# Tarefa A:
Extraia dos registros todas as linhas em que aparece a palavra "wagon".

# Trecho fornecido:

A denúncia de abuso sexual feita por uma funcionária da Nike chega ao ponto de interromper o contrato, provavelmente milionário, que Neymar tinha com a empresa desde seus 13 anos de idade.

E nós felizonas!

Já pensaram se a partir de agora, os jogadores (e outros tantos privilegiados) passassem a perder dinheiro pelo que fazem às mulheres? Será que a gente pode brincar de sonhar que este fato vai repercutir sobre nossas vidas e que não teremos mais gerações como Bruno esquartejando mulheres e, ainda, sendo beneficiado com regime semiaberto? Ou como Robinho, que, apesar de seu jeitinho de menino brincalhão, participou do estupro coletivo de uma jovem albanesa, por quem demonstrou “particular desprezo em relação à vítima, que foi brutalmente humilhada”? Ou como Jean, que deu oito socos no rosto da esposa e foi perdoado pelo seu clube? E vai tudo muito bem com sua carreira.

Assim vão (ou iam?) os meninos brincalhões do futebol, dizendo “elas que provocaram”, ou “as mulheres estavam querendo aparecer, ou ganhar dinheiro…”.

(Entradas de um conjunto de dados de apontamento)
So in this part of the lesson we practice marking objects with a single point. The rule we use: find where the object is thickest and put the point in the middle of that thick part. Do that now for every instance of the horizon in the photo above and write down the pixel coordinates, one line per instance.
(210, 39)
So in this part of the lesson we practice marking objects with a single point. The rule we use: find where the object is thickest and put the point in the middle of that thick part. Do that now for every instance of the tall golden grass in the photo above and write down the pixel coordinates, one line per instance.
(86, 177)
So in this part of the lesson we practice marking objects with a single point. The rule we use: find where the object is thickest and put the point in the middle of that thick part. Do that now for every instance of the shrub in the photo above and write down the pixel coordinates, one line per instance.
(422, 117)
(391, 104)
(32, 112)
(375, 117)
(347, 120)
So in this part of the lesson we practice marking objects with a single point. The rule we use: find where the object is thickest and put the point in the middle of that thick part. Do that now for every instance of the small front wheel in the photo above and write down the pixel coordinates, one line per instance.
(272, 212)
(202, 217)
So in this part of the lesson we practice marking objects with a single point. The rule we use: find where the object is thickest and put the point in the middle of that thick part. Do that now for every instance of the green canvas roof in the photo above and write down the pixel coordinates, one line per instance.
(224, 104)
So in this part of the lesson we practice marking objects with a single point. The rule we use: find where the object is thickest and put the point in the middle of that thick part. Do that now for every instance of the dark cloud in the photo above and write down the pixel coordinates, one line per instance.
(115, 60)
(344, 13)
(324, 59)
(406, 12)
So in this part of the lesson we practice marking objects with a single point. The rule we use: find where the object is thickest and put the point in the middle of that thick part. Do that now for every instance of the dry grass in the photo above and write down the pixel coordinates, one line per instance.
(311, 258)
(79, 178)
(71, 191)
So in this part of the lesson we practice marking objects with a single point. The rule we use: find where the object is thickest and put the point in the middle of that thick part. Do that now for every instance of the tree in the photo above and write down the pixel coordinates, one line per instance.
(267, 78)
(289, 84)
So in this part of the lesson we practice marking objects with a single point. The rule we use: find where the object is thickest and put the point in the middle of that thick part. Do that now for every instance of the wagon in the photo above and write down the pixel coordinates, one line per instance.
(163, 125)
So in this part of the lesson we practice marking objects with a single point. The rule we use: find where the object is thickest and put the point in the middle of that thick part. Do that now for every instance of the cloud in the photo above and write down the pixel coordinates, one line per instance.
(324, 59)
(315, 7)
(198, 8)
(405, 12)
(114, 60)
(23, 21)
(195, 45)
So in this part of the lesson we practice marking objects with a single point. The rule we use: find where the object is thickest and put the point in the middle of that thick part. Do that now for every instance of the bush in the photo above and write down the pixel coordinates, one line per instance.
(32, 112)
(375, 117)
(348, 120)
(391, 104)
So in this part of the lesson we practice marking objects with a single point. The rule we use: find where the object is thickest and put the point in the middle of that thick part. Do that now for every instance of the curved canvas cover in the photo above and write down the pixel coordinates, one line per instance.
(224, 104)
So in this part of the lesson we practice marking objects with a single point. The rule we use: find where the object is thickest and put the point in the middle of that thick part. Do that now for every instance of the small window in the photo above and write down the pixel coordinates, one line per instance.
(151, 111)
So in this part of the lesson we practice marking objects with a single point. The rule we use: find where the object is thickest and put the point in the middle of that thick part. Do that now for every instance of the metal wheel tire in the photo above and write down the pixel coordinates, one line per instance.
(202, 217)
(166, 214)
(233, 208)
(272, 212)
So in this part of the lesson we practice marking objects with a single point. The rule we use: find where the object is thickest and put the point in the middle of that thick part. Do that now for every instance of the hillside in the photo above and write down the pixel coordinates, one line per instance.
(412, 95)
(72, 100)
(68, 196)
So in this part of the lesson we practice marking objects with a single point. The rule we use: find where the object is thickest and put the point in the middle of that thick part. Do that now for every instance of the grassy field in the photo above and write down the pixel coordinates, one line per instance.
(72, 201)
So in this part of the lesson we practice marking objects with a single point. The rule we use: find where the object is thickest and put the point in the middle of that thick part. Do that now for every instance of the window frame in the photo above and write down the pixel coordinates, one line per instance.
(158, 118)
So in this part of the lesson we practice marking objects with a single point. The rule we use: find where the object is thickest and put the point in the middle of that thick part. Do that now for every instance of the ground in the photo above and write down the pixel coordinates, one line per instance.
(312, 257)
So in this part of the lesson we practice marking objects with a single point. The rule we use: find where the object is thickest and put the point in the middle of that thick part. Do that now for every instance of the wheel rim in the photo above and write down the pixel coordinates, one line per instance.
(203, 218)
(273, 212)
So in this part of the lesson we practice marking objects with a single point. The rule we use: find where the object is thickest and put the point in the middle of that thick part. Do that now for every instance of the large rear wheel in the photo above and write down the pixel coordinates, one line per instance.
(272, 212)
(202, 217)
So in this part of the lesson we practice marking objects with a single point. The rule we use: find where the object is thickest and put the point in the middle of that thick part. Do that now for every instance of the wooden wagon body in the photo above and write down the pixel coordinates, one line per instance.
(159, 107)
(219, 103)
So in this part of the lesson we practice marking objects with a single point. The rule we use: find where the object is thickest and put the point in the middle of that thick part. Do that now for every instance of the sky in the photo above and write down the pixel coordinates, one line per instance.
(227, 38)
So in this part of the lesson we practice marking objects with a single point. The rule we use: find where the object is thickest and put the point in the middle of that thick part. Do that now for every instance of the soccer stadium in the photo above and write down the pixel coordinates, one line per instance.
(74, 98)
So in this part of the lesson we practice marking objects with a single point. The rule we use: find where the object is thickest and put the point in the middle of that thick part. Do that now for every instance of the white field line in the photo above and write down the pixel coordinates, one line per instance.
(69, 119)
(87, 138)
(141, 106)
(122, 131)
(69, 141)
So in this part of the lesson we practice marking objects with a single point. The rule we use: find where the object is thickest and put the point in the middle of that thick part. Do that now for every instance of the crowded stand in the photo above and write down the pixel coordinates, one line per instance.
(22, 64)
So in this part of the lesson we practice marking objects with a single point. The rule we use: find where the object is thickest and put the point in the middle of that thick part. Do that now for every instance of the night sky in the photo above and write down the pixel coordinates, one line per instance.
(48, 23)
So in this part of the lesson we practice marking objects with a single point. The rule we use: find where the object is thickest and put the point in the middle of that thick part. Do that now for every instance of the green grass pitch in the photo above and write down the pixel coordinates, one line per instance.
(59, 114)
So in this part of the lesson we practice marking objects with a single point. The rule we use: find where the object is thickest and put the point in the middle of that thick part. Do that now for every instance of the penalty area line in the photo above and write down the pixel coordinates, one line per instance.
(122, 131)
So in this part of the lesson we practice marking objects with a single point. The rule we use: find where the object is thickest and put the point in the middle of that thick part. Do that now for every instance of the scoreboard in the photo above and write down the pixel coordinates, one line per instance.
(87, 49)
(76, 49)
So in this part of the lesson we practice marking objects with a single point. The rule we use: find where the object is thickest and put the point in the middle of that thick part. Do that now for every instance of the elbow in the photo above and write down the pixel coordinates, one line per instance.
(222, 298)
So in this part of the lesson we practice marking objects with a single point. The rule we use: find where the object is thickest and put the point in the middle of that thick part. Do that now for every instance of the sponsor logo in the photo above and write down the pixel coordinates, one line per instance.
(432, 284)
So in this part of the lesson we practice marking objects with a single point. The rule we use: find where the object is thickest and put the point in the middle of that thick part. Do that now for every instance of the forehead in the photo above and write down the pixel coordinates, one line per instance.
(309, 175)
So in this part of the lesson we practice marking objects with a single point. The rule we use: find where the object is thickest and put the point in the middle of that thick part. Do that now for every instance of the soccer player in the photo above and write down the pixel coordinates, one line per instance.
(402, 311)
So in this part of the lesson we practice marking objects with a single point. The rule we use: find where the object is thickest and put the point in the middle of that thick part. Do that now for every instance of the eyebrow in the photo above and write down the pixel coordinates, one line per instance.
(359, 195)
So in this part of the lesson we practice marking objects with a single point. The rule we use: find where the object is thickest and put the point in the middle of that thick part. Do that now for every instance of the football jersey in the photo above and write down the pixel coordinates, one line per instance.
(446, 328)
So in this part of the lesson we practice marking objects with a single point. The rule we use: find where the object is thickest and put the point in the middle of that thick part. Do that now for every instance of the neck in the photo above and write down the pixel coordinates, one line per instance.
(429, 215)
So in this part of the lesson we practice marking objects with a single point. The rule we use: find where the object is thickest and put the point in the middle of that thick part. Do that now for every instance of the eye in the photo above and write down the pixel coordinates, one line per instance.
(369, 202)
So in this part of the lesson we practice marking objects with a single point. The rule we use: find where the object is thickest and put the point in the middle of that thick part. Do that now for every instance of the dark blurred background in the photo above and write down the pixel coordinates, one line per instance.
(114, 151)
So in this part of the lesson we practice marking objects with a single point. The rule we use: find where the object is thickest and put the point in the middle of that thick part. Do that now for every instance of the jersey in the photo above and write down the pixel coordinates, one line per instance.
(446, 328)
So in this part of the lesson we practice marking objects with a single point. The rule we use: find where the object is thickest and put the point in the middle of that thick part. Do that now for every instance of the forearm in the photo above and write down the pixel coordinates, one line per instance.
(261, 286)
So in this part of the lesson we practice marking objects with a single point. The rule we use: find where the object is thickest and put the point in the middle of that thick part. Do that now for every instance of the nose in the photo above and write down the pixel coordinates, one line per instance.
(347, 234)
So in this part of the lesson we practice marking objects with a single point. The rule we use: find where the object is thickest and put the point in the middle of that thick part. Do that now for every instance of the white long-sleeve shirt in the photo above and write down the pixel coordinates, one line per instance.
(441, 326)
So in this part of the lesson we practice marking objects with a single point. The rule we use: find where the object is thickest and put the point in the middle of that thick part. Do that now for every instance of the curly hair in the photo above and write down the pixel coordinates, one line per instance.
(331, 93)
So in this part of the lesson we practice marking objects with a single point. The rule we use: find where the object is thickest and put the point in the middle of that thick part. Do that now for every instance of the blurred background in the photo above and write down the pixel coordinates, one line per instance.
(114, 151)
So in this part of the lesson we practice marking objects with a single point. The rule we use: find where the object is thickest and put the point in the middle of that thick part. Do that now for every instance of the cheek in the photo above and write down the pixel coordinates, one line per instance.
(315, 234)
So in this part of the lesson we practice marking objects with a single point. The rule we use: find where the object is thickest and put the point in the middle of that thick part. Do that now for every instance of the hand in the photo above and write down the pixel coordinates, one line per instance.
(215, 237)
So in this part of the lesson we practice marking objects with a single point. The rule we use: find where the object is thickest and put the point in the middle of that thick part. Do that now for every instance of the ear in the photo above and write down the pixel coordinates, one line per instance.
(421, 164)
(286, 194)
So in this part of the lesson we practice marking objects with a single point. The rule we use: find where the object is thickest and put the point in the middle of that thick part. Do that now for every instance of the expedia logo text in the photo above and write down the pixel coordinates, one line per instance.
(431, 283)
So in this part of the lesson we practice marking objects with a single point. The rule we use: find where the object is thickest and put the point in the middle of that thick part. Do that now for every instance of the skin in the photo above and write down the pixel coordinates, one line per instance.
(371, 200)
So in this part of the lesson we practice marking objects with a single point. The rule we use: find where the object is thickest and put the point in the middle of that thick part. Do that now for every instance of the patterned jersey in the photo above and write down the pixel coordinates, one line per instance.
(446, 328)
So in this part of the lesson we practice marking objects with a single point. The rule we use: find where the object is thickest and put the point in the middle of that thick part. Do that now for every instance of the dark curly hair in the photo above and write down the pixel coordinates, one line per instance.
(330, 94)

# Tarefa B:
Resuma o trecho fornecido em duas frases.

# Resposta final A:
So in this part of the lesson we practice marking objects with a single point. The rule we use: find where the object is thickest and put the point in the middle of that thick part. Do that now for every instance of the wagon in the photo above and write down the pixel coordinates, one line per instance.
So in this part of the lesson we practice marking objects with a single point. The rule we use: find where the object is thickest and put the point in the middle of that thick part. Do that now for every instance of the wooden wagon body in the photo above and write down the pixel coordinates, one line per instance.

# Resposta final B:
A denúncia de abuso sexual feita por uma funcionária da Nike levou à interrupção do contrato que Neymar mantinha com a empresa desde os 13 anos. O trecho pergunta se jogadores e outros privilegiados passarão a perder dinheiro pelo que fazem às mulheres e cita os casos de violência contra mulheres atribuídos a Bruno, Robinho e Jean.